Exercise details:
Copy out, word for word, everything from the line containing "beach ended up?" down through the last of the rows below.
[START]
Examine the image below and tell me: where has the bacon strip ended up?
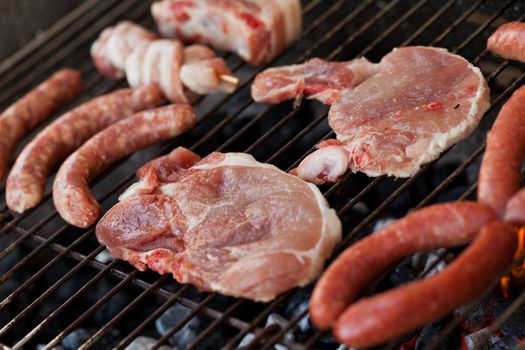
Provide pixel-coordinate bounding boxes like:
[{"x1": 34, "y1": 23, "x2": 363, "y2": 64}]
[{"x1": 151, "y1": 0, "x2": 301, "y2": 65}]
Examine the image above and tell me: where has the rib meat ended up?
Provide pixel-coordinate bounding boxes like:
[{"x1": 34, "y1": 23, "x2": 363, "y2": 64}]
[
  {"x1": 252, "y1": 58, "x2": 377, "y2": 104},
  {"x1": 96, "y1": 148, "x2": 341, "y2": 301},
  {"x1": 296, "y1": 46, "x2": 490, "y2": 183}
]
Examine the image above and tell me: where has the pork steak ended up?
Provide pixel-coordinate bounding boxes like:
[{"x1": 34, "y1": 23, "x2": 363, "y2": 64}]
[
  {"x1": 96, "y1": 148, "x2": 341, "y2": 301},
  {"x1": 295, "y1": 46, "x2": 490, "y2": 183}
]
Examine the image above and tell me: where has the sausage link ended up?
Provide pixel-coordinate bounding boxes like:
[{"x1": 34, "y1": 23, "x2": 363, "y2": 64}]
[
  {"x1": 0, "y1": 68, "x2": 82, "y2": 180},
  {"x1": 334, "y1": 221, "x2": 517, "y2": 347},
  {"x1": 310, "y1": 201, "x2": 496, "y2": 328},
  {"x1": 487, "y1": 22, "x2": 525, "y2": 62},
  {"x1": 478, "y1": 86, "x2": 525, "y2": 218},
  {"x1": 6, "y1": 85, "x2": 161, "y2": 213},
  {"x1": 53, "y1": 105, "x2": 196, "y2": 228},
  {"x1": 505, "y1": 189, "x2": 525, "y2": 225}
]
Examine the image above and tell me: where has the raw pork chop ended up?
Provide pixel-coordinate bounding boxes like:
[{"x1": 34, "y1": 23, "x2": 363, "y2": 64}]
[
  {"x1": 96, "y1": 148, "x2": 341, "y2": 301},
  {"x1": 296, "y1": 46, "x2": 490, "y2": 183},
  {"x1": 252, "y1": 58, "x2": 378, "y2": 104}
]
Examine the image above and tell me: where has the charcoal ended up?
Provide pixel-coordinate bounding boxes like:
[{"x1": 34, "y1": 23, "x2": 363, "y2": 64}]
[
  {"x1": 124, "y1": 337, "x2": 171, "y2": 350},
  {"x1": 93, "y1": 280, "x2": 132, "y2": 326},
  {"x1": 422, "y1": 248, "x2": 451, "y2": 277},
  {"x1": 61, "y1": 328, "x2": 91, "y2": 350},
  {"x1": 495, "y1": 299, "x2": 525, "y2": 339},
  {"x1": 465, "y1": 328, "x2": 499, "y2": 350},
  {"x1": 389, "y1": 262, "x2": 416, "y2": 286},
  {"x1": 284, "y1": 286, "x2": 312, "y2": 333},
  {"x1": 36, "y1": 344, "x2": 64, "y2": 350},
  {"x1": 352, "y1": 202, "x2": 370, "y2": 216},
  {"x1": 237, "y1": 333, "x2": 255, "y2": 350},
  {"x1": 372, "y1": 216, "x2": 396, "y2": 232},
  {"x1": 454, "y1": 294, "x2": 495, "y2": 333},
  {"x1": 415, "y1": 322, "x2": 446, "y2": 350},
  {"x1": 155, "y1": 304, "x2": 201, "y2": 349}
]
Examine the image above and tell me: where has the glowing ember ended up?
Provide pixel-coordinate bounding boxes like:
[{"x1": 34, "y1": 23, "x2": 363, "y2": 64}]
[{"x1": 500, "y1": 227, "x2": 525, "y2": 298}]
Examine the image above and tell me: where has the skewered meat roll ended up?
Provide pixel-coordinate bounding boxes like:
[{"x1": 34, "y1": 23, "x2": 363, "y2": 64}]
[
  {"x1": 151, "y1": 0, "x2": 301, "y2": 65},
  {"x1": 91, "y1": 22, "x2": 236, "y2": 103}
]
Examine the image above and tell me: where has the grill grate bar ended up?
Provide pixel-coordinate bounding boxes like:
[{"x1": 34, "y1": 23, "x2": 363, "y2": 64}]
[
  {"x1": 454, "y1": 0, "x2": 515, "y2": 52},
  {"x1": 115, "y1": 284, "x2": 190, "y2": 350},
  {"x1": 429, "y1": 254, "x2": 525, "y2": 350},
  {"x1": 400, "y1": 0, "x2": 456, "y2": 47},
  {"x1": 0, "y1": 232, "x2": 99, "y2": 314},
  {"x1": 246, "y1": 11, "x2": 525, "y2": 349},
  {"x1": 0, "y1": 2, "x2": 148, "y2": 108},
  {"x1": 44, "y1": 270, "x2": 139, "y2": 350},
  {"x1": 222, "y1": 293, "x2": 288, "y2": 350},
  {"x1": 326, "y1": 0, "x2": 402, "y2": 60},
  {"x1": 7, "y1": 227, "x2": 253, "y2": 345},
  {"x1": 79, "y1": 275, "x2": 170, "y2": 350},
  {"x1": 0, "y1": 2, "x2": 368, "y2": 330},
  {"x1": 8, "y1": 243, "x2": 104, "y2": 350},
  {"x1": 0, "y1": 0, "x2": 523, "y2": 348},
  {"x1": 32, "y1": 259, "x2": 117, "y2": 349},
  {"x1": 0, "y1": 0, "x2": 344, "y2": 288},
  {"x1": 186, "y1": 299, "x2": 244, "y2": 350},
  {"x1": 0, "y1": 0, "x2": 340, "y2": 238},
  {"x1": 191, "y1": 0, "x2": 372, "y2": 148},
  {"x1": 429, "y1": 0, "x2": 485, "y2": 46},
  {"x1": 0, "y1": 0, "x2": 115, "y2": 81},
  {"x1": 359, "y1": 0, "x2": 428, "y2": 56},
  {"x1": 152, "y1": 293, "x2": 216, "y2": 350}
]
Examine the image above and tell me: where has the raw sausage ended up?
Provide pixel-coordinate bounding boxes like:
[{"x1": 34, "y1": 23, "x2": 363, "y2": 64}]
[
  {"x1": 6, "y1": 85, "x2": 161, "y2": 213},
  {"x1": 53, "y1": 105, "x2": 196, "y2": 228},
  {"x1": 487, "y1": 22, "x2": 525, "y2": 62},
  {"x1": 334, "y1": 217, "x2": 516, "y2": 347},
  {"x1": 0, "y1": 68, "x2": 82, "y2": 180},
  {"x1": 478, "y1": 86, "x2": 525, "y2": 218},
  {"x1": 505, "y1": 189, "x2": 525, "y2": 225},
  {"x1": 310, "y1": 201, "x2": 497, "y2": 328}
]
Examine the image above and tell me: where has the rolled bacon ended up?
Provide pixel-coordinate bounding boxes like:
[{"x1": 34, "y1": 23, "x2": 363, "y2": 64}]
[
  {"x1": 91, "y1": 22, "x2": 236, "y2": 103},
  {"x1": 151, "y1": 0, "x2": 302, "y2": 65}
]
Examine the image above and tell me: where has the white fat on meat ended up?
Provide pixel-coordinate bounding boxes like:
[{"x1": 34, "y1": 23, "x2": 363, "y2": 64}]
[
  {"x1": 251, "y1": 58, "x2": 378, "y2": 104},
  {"x1": 91, "y1": 21, "x2": 236, "y2": 103},
  {"x1": 151, "y1": 0, "x2": 302, "y2": 64},
  {"x1": 295, "y1": 46, "x2": 490, "y2": 183},
  {"x1": 96, "y1": 149, "x2": 341, "y2": 301},
  {"x1": 91, "y1": 21, "x2": 157, "y2": 79}
]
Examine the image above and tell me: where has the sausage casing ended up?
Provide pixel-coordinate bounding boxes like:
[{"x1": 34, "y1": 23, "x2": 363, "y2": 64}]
[
  {"x1": 310, "y1": 202, "x2": 496, "y2": 328},
  {"x1": 6, "y1": 85, "x2": 161, "y2": 213},
  {"x1": 478, "y1": 86, "x2": 525, "y2": 218},
  {"x1": 334, "y1": 221, "x2": 517, "y2": 347},
  {"x1": 53, "y1": 105, "x2": 196, "y2": 228},
  {"x1": 0, "y1": 68, "x2": 82, "y2": 180}
]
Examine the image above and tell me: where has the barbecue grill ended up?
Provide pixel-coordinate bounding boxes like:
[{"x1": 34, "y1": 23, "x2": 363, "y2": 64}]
[{"x1": 0, "y1": 0, "x2": 525, "y2": 349}]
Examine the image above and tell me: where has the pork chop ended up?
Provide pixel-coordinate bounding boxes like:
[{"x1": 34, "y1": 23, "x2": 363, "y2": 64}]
[
  {"x1": 251, "y1": 58, "x2": 377, "y2": 104},
  {"x1": 296, "y1": 46, "x2": 490, "y2": 183},
  {"x1": 96, "y1": 148, "x2": 341, "y2": 301}
]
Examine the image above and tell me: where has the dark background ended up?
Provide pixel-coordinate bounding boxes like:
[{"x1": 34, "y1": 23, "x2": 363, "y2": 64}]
[{"x1": 0, "y1": 0, "x2": 80, "y2": 61}]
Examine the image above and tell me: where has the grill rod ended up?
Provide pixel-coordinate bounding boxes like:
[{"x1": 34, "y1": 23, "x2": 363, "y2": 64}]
[{"x1": 2, "y1": 0, "x2": 520, "y2": 348}]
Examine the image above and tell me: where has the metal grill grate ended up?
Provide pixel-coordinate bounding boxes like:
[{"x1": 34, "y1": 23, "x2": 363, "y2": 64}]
[{"x1": 0, "y1": 0, "x2": 525, "y2": 349}]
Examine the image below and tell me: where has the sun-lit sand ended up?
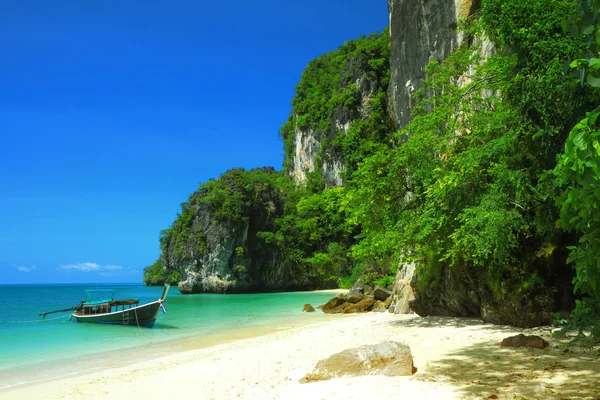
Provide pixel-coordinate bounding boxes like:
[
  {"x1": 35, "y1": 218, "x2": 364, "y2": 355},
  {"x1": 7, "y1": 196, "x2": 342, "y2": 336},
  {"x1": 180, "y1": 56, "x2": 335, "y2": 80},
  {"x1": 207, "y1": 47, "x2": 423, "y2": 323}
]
[{"x1": 0, "y1": 313, "x2": 600, "y2": 400}]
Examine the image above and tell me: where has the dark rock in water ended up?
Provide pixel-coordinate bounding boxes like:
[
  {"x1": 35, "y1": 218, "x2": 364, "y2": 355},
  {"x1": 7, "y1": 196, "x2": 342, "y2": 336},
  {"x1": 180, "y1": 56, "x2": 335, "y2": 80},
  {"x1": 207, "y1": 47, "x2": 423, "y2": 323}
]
[
  {"x1": 373, "y1": 286, "x2": 392, "y2": 301},
  {"x1": 342, "y1": 297, "x2": 375, "y2": 314},
  {"x1": 500, "y1": 333, "x2": 550, "y2": 349},
  {"x1": 300, "y1": 342, "x2": 416, "y2": 383},
  {"x1": 348, "y1": 278, "x2": 365, "y2": 294},
  {"x1": 302, "y1": 304, "x2": 315, "y2": 312},
  {"x1": 317, "y1": 295, "x2": 375, "y2": 314},
  {"x1": 344, "y1": 293, "x2": 365, "y2": 304},
  {"x1": 383, "y1": 296, "x2": 392, "y2": 309},
  {"x1": 373, "y1": 300, "x2": 387, "y2": 312},
  {"x1": 317, "y1": 294, "x2": 346, "y2": 312}
]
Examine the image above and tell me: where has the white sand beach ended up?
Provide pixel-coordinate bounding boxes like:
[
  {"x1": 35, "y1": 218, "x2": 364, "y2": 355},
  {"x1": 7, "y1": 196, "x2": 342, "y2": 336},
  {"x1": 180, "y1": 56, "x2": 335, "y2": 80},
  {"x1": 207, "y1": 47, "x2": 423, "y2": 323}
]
[{"x1": 0, "y1": 313, "x2": 600, "y2": 400}]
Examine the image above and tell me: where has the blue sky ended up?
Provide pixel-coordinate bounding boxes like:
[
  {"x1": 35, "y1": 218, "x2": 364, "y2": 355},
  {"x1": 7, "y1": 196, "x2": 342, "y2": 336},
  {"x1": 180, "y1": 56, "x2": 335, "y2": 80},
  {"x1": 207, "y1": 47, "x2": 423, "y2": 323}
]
[{"x1": 0, "y1": 0, "x2": 388, "y2": 284}]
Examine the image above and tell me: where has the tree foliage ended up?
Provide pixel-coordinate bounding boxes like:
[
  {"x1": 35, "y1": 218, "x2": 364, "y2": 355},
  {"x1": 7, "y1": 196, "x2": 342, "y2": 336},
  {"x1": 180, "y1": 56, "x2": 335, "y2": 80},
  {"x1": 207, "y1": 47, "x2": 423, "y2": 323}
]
[{"x1": 554, "y1": 0, "x2": 600, "y2": 338}]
[END]
Solved problem:
Examine the image above and tell me: where has the white sand beach ended up?
Provide pixel-coordinate bounding boxes like:
[
  {"x1": 35, "y1": 218, "x2": 364, "y2": 355},
  {"x1": 7, "y1": 196, "x2": 342, "y2": 336},
  {"x1": 180, "y1": 56, "x2": 335, "y2": 80},
  {"x1": 207, "y1": 47, "x2": 423, "y2": 323}
]
[{"x1": 0, "y1": 313, "x2": 600, "y2": 400}]
Examine the image above and tell me: where has the blue sky ended up?
Provide pixel-coordinate bounding boxes like:
[
  {"x1": 35, "y1": 218, "x2": 364, "y2": 355},
  {"x1": 7, "y1": 196, "x2": 342, "y2": 336},
  {"x1": 180, "y1": 56, "x2": 335, "y2": 80},
  {"x1": 207, "y1": 47, "x2": 423, "y2": 323}
]
[{"x1": 0, "y1": 0, "x2": 388, "y2": 284}]
Examine the image above and tell me: where has the tree foliage ended up?
Provide pixel-coordinate bounding boxes like:
[
  {"x1": 35, "y1": 218, "x2": 364, "y2": 355},
  {"x1": 7, "y1": 196, "x2": 342, "y2": 336},
  {"x1": 180, "y1": 56, "x2": 335, "y2": 80},
  {"x1": 207, "y1": 47, "x2": 423, "y2": 323}
]
[{"x1": 554, "y1": 0, "x2": 600, "y2": 338}]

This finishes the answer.